Object location annotation data

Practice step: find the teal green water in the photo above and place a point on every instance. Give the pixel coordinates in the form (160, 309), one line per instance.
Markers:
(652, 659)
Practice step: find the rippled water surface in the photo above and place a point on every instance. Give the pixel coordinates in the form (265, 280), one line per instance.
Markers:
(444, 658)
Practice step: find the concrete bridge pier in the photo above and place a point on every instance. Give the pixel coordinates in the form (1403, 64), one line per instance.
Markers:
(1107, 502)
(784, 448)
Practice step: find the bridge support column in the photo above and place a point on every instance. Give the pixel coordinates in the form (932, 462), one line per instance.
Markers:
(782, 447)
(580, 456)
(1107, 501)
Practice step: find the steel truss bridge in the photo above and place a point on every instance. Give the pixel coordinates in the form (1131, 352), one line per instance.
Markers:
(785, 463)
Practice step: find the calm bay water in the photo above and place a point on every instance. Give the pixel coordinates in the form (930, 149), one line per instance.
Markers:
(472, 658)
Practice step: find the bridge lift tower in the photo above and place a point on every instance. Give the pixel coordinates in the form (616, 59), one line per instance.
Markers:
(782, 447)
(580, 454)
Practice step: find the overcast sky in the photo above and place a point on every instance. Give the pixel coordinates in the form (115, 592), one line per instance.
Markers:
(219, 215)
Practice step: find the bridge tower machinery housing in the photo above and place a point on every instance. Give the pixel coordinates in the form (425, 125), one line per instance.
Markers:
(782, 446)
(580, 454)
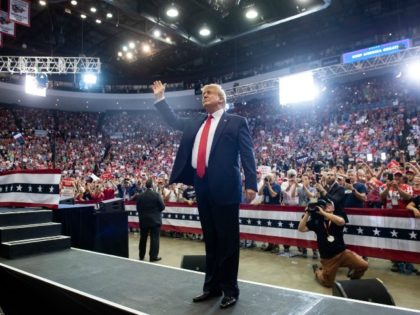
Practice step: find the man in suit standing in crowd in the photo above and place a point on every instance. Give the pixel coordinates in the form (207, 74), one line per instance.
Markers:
(149, 207)
(208, 159)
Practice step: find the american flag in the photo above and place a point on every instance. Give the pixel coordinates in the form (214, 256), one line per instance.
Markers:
(387, 234)
(30, 188)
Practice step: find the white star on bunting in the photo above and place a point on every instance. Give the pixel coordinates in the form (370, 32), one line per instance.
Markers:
(413, 235)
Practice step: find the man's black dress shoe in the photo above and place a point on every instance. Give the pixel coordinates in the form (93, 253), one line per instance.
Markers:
(206, 295)
(227, 301)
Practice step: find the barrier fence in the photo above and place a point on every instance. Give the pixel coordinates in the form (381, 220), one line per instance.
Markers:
(381, 233)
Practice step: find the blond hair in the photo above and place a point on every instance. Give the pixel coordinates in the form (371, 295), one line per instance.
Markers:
(218, 87)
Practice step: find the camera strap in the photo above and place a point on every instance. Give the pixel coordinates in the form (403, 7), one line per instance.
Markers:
(330, 238)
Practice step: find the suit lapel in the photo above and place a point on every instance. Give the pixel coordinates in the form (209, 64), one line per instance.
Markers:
(219, 130)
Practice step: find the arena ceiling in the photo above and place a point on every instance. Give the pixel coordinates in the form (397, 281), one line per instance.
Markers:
(57, 29)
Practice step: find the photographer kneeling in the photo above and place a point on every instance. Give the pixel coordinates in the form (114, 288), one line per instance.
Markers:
(328, 227)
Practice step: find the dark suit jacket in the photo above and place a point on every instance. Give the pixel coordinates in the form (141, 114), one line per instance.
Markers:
(336, 194)
(149, 206)
(232, 140)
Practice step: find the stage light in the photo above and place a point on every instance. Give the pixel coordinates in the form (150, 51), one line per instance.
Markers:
(146, 48)
(36, 84)
(205, 31)
(172, 11)
(251, 13)
(297, 88)
(90, 78)
(383, 156)
(156, 33)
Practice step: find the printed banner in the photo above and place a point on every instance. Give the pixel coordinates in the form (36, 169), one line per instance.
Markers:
(7, 27)
(387, 234)
(30, 188)
(19, 12)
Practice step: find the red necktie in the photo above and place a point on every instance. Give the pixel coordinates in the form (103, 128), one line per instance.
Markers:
(201, 157)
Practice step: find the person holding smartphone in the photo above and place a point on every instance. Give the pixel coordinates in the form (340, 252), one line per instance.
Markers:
(355, 189)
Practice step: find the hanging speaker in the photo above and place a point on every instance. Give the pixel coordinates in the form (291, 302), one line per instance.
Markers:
(194, 262)
(369, 290)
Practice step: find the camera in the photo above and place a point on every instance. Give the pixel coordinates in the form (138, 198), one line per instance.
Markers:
(314, 203)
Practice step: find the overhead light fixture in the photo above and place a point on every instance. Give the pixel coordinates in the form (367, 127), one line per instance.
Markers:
(172, 11)
(205, 31)
(146, 48)
(157, 33)
(251, 13)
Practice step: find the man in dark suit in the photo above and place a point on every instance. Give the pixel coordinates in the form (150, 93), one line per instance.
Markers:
(149, 207)
(208, 159)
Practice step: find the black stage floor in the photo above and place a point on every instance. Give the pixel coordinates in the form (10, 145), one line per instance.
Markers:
(155, 289)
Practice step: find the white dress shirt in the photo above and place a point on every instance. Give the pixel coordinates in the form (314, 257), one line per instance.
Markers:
(214, 122)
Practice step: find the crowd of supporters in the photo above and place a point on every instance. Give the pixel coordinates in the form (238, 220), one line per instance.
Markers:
(369, 122)
(366, 132)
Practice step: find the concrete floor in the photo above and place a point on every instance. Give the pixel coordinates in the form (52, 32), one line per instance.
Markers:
(296, 273)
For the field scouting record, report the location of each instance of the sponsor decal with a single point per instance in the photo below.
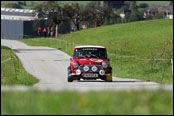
(96, 60)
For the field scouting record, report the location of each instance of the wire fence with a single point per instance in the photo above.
(69, 46)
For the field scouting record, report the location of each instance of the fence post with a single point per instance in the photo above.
(172, 65)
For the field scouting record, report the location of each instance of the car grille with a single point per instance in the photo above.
(99, 67)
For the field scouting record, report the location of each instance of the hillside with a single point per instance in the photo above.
(131, 47)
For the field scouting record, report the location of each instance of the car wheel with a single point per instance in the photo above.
(70, 79)
(109, 77)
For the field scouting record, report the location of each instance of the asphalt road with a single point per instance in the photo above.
(49, 65)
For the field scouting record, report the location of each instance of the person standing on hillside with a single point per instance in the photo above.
(45, 32)
(39, 31)
(52, 32)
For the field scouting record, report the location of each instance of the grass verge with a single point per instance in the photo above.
(144, 39)
(97, 103)
(12, 71)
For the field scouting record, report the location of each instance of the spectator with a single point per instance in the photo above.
(45, 32)
(52, 32)
(48, 32)
(39, 31)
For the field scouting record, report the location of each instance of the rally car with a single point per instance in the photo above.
(89, 62)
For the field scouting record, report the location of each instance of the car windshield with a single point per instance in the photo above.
(90, 53)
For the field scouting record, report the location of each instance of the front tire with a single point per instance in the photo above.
(70, 79)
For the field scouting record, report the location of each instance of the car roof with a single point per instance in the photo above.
(89, 46)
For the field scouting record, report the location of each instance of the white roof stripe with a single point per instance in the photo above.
(89, 46)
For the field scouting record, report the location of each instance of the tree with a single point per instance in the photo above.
(98, 14)
(75, 14)
(55, 14)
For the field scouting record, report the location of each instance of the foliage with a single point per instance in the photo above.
(13, 5)
(144, 102)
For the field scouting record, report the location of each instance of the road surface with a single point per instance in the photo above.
(49, 65)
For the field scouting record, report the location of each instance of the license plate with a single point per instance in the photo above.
(90, 75)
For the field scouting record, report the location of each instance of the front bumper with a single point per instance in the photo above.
(75, 76)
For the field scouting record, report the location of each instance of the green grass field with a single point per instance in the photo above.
(97, 103)
(30, 5)
(12, 71)
(143, 40)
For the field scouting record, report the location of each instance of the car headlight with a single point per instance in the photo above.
(78, 72)
(85, 68)
(101, 72)
(105, 64)
(94, 68)
(75, 65)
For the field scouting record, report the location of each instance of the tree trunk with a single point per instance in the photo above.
(57, 30)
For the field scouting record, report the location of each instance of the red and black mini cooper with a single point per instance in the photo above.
(89, 62)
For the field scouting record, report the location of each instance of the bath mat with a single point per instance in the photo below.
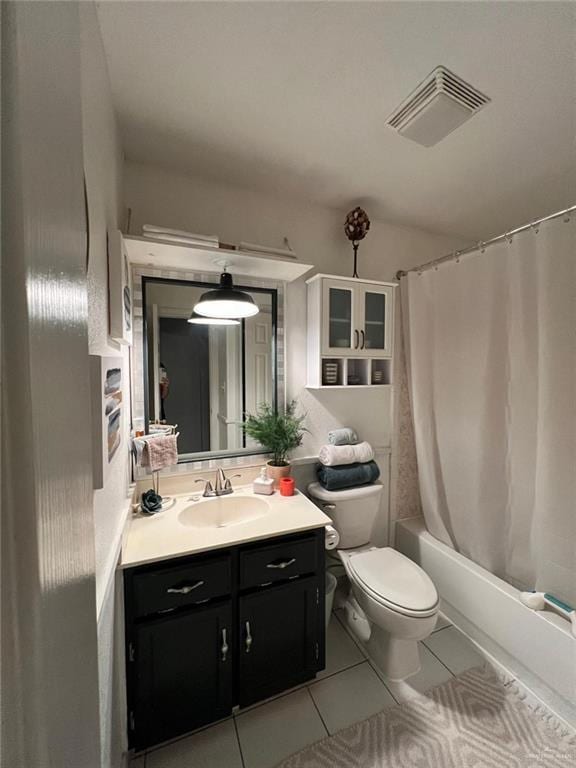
(473, 721)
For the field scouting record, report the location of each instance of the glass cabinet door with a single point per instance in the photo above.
(374, 336)
(339, 319)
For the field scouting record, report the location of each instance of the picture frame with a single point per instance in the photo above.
(120, 299)
(106, 380)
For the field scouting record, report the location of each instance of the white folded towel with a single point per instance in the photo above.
(335, 455)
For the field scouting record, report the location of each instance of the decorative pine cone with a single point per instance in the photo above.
(356, 225)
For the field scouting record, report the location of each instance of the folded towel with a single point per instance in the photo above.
(162, 452)
(343, 436)
(336, 455)
(337, 478)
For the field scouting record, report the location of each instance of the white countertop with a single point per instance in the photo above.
(149, 538)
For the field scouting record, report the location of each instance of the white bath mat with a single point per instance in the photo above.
(473, 721)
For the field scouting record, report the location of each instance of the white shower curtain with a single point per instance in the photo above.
(491, 357)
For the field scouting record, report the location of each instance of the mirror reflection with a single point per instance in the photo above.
(204, 378)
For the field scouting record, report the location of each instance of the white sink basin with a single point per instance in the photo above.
(223, 511)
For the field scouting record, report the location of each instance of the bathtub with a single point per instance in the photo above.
(536, 647)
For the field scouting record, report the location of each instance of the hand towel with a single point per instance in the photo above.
(343, 436)
(349, 476)
(336, 455)
(162, 452)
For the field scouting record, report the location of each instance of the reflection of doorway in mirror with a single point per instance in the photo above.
(258, 363)
(225, 344)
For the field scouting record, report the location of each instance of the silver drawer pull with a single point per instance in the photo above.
(248, 637)
(283, 564)
(184, 590)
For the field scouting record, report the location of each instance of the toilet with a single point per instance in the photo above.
(392, 603)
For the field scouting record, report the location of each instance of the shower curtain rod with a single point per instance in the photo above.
(483, 243)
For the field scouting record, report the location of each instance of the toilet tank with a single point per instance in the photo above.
(352, 511)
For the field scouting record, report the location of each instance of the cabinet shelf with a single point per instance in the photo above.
(353, 352)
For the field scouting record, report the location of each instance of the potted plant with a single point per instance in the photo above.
(278, 433)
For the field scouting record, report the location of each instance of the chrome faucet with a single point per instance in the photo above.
(222, 486)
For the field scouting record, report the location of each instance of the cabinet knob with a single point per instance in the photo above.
(248, 637)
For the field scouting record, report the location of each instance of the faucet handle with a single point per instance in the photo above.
(207, 488)
(228, 484)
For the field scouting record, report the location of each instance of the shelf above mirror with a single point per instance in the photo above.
(164, 255)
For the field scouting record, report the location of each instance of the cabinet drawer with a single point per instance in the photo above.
(266, 565)
(169, 588)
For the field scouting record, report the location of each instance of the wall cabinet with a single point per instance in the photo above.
(208, 632)
(350, 332)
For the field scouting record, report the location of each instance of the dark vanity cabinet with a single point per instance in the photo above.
(206, 633)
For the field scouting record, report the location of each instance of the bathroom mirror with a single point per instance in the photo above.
(204, 378)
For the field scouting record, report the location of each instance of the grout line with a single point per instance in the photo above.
(440, 660)
(185, 736)
(440, 629)
(319, 713)
(239, 743)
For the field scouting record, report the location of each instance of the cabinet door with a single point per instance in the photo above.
(375, 305)
(340, 336)
(181, 674)
(279, 639)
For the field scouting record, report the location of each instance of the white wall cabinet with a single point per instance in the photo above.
(350, 332)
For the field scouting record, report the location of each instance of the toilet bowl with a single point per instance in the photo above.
(393, 603)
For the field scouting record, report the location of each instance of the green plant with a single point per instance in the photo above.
(278, 433)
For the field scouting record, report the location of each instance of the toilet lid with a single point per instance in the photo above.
(394, 579)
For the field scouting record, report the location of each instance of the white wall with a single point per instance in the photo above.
(316, 234)
(103, 170)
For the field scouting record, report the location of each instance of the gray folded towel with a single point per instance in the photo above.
(343, 436)
(347, 476)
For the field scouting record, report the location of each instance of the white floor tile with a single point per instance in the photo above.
(273, 731)
(454, 650)
(350, 696)
(432, 673)
(341, 651)
(441, 623)
(216, 747)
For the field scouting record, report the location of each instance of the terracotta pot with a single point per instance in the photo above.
(277, 473)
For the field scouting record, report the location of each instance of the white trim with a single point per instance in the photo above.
(109, 571)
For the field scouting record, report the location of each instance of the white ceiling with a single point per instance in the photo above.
(292, 98)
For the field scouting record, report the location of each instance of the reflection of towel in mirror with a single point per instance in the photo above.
(334, 455)
(162, 452)
(349, 476)
(342, 436)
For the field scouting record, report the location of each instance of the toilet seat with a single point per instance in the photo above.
(394, 581)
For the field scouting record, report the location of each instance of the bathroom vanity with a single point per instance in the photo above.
(224, 607)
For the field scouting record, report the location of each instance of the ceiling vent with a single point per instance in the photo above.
(441, 103)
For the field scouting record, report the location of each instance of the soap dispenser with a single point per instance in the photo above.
(264, 484)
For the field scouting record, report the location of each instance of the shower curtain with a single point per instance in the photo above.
(491, 358)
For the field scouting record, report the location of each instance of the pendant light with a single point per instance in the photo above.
(201, 320)
(225, 302)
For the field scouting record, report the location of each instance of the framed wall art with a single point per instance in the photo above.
(119, 289)
(107, 413)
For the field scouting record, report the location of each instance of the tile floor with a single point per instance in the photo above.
(348, 690)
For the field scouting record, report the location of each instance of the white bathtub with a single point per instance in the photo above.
(537, 647)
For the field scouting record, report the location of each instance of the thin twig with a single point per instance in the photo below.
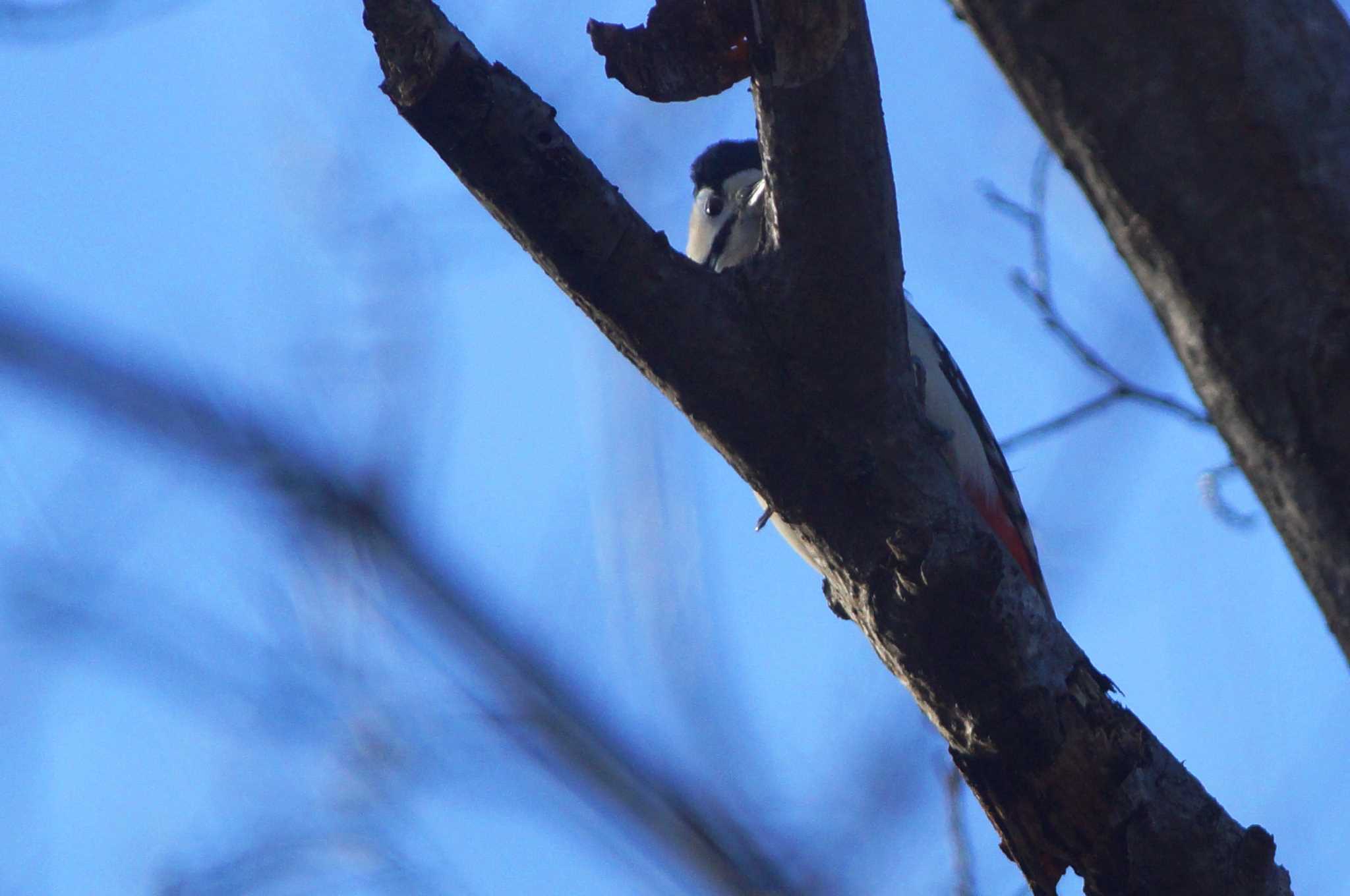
(1067, 418)
(573, 739)
(1034, 288)
(1212, 494)
(963, 862)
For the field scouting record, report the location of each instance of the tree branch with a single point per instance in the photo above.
(708, 840)
(1214, 141)
(1036, 289)
(796, 369)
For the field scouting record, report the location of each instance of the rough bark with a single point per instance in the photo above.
(1214, 141)
(801, 393)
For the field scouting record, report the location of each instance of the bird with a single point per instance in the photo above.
(726, 227)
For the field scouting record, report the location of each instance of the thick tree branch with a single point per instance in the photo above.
(821, 423)
(1214, 141)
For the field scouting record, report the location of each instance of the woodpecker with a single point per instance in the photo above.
(726, 227)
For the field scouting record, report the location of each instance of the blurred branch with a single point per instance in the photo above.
(1034, 288)
(1212, 493)
(68, 19)
(707, 838)
(963, 862)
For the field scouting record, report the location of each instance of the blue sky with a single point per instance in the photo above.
(223, 192)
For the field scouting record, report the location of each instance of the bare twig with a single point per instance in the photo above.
(963, 864)
(566, 733)
(1036, 289)
(68, 19)
(1212, 493)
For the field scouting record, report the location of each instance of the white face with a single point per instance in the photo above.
(712, 210)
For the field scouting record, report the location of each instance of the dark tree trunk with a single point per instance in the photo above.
(806, 397)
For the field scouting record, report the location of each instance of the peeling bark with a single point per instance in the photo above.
(1214, 141)
(802, 395)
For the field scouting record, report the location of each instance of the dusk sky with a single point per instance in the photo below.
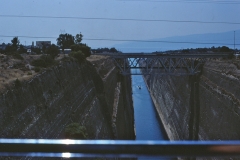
(100, 19)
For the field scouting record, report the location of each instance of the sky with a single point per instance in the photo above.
(104, 22)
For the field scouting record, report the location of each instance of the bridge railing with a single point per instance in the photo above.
(162, 64)
(117, 148)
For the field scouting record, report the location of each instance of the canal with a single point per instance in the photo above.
(147, 124)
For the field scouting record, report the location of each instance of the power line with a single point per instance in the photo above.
(186, 1)
(127, 40)
(121, 19)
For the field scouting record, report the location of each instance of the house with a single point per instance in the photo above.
(2, 46)
(40, 44)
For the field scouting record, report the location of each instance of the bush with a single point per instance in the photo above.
(17, 83)
(83, 48)
(44, 61)
(78, 55)
(37, 69)
(17, 56)
(52, 50)
(75, 131)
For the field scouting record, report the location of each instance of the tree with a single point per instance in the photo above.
(65, 41)
(22, 49)
(52, 50)
(83, 48)
(113, 50)
(78, 38)
(15, 43)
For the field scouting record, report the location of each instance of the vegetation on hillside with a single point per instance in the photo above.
(75, 131)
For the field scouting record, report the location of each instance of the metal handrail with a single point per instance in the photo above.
(117, 148)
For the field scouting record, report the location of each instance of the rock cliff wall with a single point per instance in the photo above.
(69, 92)
(216, 115)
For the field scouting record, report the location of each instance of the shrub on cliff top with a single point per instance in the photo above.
(17, 83)
(79, 55)
(75, 131)
(43, 61)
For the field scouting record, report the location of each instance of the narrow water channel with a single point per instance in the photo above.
(147, 124)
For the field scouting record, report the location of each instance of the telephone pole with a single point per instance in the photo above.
(234, 41)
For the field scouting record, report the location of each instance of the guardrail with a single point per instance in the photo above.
(117, 148)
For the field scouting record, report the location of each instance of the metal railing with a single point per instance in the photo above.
(117, 148)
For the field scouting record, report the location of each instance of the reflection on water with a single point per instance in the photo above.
(147, 123)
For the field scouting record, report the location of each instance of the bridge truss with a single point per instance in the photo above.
(162, 64)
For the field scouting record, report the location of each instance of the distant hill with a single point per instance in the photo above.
(183, 42)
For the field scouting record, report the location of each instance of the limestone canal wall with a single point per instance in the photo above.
(67, 93)
(216, 113)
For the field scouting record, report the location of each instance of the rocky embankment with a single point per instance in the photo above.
(42, 106)
(217, 112)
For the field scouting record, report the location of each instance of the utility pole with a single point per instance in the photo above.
(234, 41)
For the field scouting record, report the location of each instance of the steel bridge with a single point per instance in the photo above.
(160, 63)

[Problem statement]: Return the lines of the listing from the one containing "of the steel" through its final line, both included, reproducing them character for character.

[Output of the task]:
For the field scouting record, report the location of each instance of the steel bridge with a single point per instance in the photo above.
(160, 63)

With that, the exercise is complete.